Point-per-instance localization data
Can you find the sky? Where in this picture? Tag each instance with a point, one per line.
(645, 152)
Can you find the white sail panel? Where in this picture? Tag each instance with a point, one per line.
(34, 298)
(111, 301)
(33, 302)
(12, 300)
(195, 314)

### Exercise
Each record above is to be reproduced verbatim.

### Task solution
Can you find the sky? Where in this picture? Tag each instance with a point, one per line.
(645, 152)
Can you find the white sail panel? Where in this picture? Tag each instance with a point, one per line.
(34, 298)
(111, 301)
(33, 302)
(12, 300)
(195, 314)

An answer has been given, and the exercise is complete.